**Document extract**.

*****

Alcohols have more bound oxygen in the fuel molecule. necessitating some alteration to the fuel mixture to get optimum performance It will run in a stock engine but performance will be reduced. That excess Oxygen will cause the O2 sensor to false read but I have not read anywhere where that fact alone causes long term problems to the O2 sensor.

Sure it can make you go blind but not because it is Ethanol. Drinking 100% gasoline is not going to do you any good either it will outright kill you. Fuel ethanol is intentionally denatured(additives added to make it taste bad to keep people from drinking it). What does that have to do with whether it is an appropriate fuel or not. Fuel grade ethanol is made with the same basic process that "Drink grade" ethanol is produced up to the point that it is denatured and the fact that the straight ethanol is many times more potent than anything you will find on the shelf at the liquor store, i am not sure why that should keep someone from using it as a fuel though.

*****

**Dataset rows**.
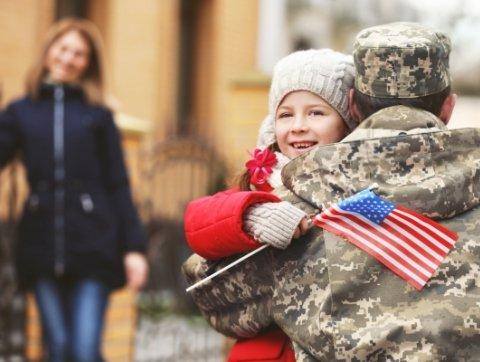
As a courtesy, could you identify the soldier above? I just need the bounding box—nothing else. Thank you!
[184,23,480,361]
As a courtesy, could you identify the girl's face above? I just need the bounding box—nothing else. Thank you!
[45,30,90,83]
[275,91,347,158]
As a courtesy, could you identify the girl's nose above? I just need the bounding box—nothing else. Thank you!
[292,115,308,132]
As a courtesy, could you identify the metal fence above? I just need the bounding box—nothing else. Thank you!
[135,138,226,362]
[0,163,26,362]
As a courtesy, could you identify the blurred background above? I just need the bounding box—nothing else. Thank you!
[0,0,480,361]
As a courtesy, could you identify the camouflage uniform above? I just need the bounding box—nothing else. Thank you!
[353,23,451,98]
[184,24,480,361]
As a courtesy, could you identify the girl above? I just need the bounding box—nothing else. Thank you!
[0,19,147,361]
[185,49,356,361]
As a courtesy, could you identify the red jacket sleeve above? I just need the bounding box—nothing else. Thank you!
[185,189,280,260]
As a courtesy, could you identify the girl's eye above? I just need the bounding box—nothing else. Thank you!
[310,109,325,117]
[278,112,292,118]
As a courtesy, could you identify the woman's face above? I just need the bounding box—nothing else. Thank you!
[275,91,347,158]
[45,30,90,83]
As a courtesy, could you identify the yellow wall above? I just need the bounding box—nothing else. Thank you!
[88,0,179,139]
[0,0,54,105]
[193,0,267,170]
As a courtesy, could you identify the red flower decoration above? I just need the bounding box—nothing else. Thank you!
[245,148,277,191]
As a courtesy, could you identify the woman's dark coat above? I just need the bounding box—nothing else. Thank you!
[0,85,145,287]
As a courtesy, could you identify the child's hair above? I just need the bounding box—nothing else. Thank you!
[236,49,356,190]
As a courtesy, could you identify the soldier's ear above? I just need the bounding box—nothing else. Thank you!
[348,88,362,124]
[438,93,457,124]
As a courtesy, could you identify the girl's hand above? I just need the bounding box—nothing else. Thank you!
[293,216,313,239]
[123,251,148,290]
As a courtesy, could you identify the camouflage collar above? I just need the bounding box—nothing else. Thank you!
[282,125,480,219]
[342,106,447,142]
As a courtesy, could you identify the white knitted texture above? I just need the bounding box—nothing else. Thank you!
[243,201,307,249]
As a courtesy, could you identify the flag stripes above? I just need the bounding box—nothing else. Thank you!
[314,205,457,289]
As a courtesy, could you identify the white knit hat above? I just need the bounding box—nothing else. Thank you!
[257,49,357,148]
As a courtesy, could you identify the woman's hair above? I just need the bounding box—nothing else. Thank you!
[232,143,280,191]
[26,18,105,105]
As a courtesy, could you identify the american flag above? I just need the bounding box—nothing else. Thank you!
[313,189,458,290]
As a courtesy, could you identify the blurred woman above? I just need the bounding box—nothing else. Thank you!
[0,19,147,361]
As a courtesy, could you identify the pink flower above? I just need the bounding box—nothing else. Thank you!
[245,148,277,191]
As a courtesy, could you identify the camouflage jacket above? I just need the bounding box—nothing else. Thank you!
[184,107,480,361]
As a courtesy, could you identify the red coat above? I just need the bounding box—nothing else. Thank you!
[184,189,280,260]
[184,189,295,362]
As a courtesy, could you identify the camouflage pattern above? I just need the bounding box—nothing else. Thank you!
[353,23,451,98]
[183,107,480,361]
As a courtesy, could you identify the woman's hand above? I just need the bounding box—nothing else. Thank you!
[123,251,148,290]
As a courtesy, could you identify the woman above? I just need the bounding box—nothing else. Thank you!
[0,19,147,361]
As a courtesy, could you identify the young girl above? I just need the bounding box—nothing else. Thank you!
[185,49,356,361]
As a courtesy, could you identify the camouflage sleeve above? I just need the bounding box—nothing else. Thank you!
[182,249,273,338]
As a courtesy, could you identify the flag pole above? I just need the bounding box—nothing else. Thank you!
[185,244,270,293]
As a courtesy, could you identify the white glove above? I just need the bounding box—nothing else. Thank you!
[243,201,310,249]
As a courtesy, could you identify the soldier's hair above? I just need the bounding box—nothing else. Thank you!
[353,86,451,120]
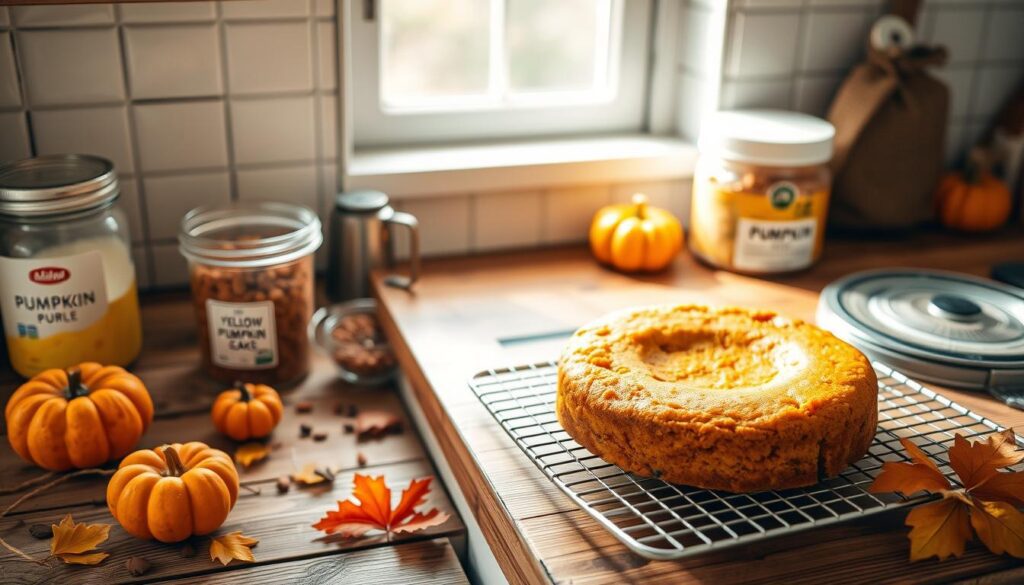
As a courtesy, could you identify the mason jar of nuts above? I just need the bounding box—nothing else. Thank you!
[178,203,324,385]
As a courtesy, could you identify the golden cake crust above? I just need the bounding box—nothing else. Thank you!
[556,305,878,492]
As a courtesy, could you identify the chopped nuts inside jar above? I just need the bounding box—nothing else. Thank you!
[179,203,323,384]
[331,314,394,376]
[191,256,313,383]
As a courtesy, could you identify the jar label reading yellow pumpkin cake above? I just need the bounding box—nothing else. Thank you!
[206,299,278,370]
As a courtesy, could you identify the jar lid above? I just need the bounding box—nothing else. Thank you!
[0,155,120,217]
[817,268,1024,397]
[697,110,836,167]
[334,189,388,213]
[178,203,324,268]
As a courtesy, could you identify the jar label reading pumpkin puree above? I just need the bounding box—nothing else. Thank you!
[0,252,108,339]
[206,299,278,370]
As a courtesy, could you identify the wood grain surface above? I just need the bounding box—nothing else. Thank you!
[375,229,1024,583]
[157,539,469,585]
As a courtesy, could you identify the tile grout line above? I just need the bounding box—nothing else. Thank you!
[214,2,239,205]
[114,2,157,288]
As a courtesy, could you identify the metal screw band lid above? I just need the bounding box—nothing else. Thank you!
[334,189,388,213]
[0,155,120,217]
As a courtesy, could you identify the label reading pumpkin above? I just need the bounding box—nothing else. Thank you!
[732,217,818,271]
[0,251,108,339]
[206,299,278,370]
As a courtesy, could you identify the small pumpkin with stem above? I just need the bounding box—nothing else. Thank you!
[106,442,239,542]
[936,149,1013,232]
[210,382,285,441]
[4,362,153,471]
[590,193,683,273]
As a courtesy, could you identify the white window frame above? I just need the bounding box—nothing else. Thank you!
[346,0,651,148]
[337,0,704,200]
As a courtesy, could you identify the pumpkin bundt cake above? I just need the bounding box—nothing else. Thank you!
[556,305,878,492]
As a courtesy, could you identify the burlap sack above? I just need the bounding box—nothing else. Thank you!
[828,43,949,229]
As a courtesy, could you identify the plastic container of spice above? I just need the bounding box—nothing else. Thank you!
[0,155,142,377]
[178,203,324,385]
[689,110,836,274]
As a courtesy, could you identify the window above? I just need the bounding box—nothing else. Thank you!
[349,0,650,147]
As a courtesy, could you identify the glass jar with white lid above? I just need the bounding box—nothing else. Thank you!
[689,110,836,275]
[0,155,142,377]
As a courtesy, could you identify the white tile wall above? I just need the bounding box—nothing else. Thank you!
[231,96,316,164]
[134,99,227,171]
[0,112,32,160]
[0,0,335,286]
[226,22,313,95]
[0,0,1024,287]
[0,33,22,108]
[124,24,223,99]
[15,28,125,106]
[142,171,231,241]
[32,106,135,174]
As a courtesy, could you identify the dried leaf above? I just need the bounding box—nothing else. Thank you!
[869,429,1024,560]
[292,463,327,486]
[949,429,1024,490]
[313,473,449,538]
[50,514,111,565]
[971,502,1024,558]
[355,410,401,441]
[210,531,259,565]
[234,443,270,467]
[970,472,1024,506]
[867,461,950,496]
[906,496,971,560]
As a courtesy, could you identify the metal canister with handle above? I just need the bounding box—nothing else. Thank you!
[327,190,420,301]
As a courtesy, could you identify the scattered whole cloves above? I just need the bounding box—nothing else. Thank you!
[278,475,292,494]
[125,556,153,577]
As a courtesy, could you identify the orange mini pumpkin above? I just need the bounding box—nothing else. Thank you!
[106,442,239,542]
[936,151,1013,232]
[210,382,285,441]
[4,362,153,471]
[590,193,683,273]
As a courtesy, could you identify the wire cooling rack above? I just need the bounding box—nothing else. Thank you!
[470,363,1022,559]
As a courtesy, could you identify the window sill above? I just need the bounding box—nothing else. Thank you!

*****

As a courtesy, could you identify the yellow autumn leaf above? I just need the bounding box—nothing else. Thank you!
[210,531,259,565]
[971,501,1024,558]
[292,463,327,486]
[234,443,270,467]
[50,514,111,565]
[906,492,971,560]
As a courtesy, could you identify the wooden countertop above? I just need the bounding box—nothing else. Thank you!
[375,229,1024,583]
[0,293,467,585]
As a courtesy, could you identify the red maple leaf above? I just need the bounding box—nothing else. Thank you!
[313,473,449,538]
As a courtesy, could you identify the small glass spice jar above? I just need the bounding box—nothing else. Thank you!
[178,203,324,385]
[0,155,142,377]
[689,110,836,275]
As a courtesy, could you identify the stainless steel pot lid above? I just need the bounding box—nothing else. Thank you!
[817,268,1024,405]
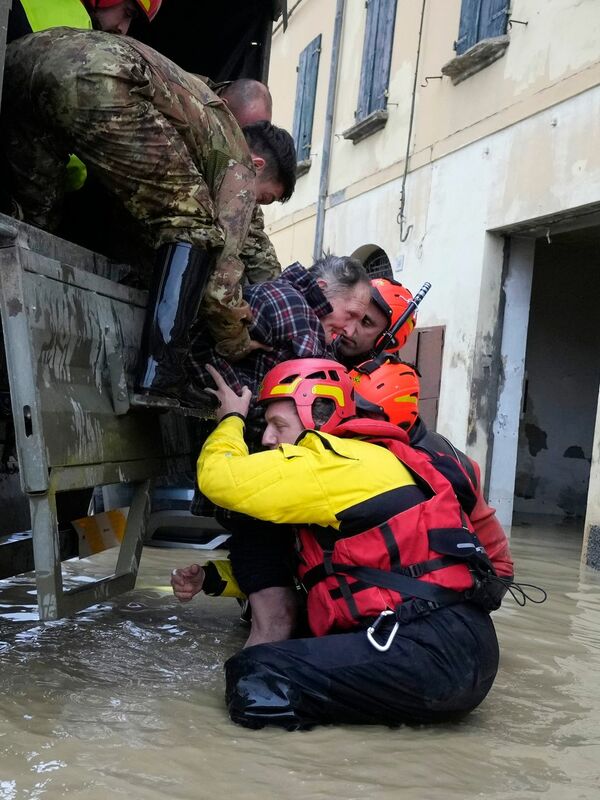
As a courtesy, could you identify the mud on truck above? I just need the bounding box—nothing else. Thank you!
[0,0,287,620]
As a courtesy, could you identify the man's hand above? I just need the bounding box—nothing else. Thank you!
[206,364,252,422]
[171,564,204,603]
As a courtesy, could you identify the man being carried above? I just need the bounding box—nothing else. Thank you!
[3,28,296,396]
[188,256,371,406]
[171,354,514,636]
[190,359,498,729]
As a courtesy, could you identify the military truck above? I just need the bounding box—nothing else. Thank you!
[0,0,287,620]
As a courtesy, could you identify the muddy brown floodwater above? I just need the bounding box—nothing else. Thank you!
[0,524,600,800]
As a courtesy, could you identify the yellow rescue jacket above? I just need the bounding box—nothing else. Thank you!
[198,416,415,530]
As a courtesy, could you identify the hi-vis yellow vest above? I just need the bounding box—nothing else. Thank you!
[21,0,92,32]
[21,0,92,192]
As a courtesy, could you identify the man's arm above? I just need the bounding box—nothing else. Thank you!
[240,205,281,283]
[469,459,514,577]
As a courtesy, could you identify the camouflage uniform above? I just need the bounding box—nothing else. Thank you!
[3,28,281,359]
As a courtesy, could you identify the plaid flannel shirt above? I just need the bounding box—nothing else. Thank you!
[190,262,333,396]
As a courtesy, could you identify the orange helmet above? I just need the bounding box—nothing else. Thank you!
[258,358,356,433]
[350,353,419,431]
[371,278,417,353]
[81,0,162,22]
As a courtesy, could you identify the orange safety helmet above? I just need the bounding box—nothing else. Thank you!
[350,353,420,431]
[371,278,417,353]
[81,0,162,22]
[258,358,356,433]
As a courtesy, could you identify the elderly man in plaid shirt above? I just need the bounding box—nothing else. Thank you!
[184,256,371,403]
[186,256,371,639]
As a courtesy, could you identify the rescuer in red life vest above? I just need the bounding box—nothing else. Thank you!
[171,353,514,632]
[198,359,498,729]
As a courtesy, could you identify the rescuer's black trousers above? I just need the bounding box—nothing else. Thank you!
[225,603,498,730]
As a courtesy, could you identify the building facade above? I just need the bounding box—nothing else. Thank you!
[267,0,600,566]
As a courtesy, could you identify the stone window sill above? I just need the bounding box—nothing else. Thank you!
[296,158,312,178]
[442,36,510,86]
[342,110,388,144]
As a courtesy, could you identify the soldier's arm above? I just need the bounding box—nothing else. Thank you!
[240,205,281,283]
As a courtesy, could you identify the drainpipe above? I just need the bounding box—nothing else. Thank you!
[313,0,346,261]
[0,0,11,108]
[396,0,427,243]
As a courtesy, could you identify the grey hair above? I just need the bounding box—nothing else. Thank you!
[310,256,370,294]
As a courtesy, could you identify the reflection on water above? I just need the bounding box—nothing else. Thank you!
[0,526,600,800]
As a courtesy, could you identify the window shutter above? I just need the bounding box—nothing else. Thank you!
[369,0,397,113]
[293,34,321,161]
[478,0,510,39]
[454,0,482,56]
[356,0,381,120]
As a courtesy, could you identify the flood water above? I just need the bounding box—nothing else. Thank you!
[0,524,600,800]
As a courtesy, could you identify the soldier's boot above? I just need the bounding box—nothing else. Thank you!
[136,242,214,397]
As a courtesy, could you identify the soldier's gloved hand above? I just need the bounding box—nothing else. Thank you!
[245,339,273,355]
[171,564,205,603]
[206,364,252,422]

*****

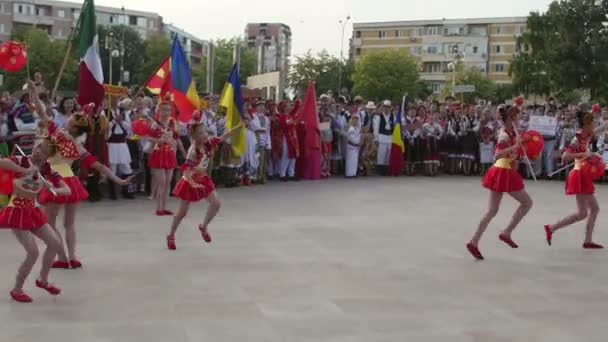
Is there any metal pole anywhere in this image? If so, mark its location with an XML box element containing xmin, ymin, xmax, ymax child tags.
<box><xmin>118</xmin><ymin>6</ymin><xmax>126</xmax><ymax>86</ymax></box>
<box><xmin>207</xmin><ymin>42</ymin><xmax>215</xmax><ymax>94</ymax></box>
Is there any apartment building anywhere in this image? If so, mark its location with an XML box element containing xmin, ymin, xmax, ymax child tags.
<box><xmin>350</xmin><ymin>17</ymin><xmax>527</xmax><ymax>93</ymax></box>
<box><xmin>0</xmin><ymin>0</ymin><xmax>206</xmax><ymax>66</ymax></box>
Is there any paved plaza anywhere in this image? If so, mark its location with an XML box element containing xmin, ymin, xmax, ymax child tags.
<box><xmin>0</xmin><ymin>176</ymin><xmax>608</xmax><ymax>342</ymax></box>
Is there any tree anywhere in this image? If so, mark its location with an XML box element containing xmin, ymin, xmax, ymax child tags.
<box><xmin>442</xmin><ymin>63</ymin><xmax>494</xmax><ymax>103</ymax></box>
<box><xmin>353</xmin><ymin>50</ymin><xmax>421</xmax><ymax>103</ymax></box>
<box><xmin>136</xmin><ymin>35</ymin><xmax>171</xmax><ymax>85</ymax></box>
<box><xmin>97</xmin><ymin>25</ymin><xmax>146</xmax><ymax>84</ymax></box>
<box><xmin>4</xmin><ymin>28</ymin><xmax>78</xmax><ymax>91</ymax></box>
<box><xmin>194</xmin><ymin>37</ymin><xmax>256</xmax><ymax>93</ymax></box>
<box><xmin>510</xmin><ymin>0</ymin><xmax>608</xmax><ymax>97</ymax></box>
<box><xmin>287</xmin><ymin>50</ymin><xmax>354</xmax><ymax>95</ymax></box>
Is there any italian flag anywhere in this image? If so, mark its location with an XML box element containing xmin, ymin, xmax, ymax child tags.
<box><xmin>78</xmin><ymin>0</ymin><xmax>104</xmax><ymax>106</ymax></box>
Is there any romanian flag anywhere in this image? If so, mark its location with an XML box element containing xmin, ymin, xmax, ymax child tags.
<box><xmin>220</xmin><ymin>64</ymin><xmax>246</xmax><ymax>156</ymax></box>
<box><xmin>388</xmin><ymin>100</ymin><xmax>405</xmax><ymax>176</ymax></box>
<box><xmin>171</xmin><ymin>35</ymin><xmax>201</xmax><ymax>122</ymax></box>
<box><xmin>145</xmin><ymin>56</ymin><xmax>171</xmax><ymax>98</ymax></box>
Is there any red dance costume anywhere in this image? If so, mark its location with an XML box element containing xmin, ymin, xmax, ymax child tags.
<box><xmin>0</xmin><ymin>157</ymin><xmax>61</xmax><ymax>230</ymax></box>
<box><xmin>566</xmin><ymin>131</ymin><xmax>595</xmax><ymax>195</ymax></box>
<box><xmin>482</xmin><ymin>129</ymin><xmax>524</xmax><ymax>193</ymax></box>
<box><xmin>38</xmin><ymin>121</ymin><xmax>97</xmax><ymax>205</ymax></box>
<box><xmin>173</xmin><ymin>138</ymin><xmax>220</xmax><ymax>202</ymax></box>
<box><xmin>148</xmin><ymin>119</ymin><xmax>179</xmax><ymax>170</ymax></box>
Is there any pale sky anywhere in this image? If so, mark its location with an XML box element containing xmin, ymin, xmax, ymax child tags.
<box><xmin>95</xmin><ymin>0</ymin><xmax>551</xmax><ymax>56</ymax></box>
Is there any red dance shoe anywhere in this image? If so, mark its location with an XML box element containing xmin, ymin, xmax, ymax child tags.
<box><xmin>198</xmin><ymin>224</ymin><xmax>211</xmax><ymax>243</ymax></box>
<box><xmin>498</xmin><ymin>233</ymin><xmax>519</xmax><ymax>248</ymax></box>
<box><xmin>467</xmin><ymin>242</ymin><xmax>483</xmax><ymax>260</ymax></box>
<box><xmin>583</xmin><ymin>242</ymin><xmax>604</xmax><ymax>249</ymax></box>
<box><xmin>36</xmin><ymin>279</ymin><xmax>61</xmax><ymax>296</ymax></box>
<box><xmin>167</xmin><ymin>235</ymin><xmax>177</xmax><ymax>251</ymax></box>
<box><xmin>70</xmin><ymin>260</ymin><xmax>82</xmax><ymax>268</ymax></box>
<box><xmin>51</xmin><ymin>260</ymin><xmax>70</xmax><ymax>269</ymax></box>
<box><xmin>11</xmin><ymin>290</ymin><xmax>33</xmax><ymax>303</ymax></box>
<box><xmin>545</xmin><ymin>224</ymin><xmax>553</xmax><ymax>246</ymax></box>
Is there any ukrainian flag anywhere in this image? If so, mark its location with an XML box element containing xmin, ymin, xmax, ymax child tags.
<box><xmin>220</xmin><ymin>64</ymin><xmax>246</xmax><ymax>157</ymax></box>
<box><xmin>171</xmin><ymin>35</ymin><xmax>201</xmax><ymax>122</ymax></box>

*****

**Directives**.
1 - Render this sentence from the passage on ethanol as a fuel into Spanish: "It will run in a stock engine but performance will be reduced."
2 - Write what comes next in the passage on ethanol as a fuel, picking up after its final sentence.
The records above have no connection to the passage on ethanol as a fuel.

**Answers to the tasks**.
1 - Funcionará en un motor de serie, pero el rendimiento se reducirá.

2 -
E-85 is becoming available in my area finally. I have been running it in my mowers. I have a cage that is not flex fuel but has some other unique properties that should allow it to function with it. I am conducting some simple experiments running different ratios of e-85 in it. I also have a stainless steel covered pot in my shop with E-85 in it. In that I have placed some generic O-rings, emery polished aluminum bar stock and Ni/clad aircraft washers. Coming up on 2 weeks and so far the O-ring still looks like an O-ring(no swelling or cracking) and the metal parts show no signs of corrosion.

On the tank of 70% E-85 in the car I have had the check engine light come on and the later in the trip go back out. My car is one of the hybrids, its system is able to support combustion with 1/2 the normal qty of fuel a mixture of I think around 24:1 instead of 14:1 in cruise mode. This particular car is supposed to have a plastic fuel tank as well.

I dont recommend anyone doing the same but I have also read enough about what the differences are between a flex fuel vehicle and a non-flex fuel to be willing to personally take the risk. But I aam a tinkerer, an experimenter and I fly around in an airplane I built myself. If somebody says it cant be done, well sometimes I have to go out and do it just to prove that it can.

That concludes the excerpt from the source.